▶ **Exercise brief**
Count the lines in the listing below that contain the string "overcast" and report only that number.

▶ **Records supplied**
-- begin --
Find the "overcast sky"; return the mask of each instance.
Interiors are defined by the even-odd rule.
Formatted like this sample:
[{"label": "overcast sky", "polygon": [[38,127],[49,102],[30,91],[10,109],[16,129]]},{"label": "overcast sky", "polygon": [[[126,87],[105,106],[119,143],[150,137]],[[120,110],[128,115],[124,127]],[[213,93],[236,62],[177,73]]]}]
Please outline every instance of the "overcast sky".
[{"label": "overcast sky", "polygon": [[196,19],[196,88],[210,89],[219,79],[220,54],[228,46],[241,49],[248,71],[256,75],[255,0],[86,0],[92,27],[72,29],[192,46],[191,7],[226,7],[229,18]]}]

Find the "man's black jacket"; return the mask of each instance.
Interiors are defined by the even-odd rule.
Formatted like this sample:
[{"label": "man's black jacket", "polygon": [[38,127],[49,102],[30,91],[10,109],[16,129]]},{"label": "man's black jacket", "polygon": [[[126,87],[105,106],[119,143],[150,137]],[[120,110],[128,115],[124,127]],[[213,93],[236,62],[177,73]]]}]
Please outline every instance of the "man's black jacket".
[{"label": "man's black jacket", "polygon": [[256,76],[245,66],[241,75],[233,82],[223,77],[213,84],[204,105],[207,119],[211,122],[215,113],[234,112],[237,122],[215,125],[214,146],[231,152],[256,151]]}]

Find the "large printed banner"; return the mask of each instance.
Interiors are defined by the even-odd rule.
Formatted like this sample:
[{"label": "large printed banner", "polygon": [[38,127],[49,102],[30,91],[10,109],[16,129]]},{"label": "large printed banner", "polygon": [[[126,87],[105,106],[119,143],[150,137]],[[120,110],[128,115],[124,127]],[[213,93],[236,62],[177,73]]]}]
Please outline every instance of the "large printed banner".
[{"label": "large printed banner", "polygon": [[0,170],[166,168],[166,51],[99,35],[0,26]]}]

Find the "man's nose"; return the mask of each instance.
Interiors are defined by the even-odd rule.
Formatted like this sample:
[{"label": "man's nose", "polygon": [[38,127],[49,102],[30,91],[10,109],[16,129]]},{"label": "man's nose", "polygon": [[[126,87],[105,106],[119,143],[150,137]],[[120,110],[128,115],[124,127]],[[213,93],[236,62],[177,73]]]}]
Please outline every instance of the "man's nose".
-- end --
▶ **Solution for this exercise**
4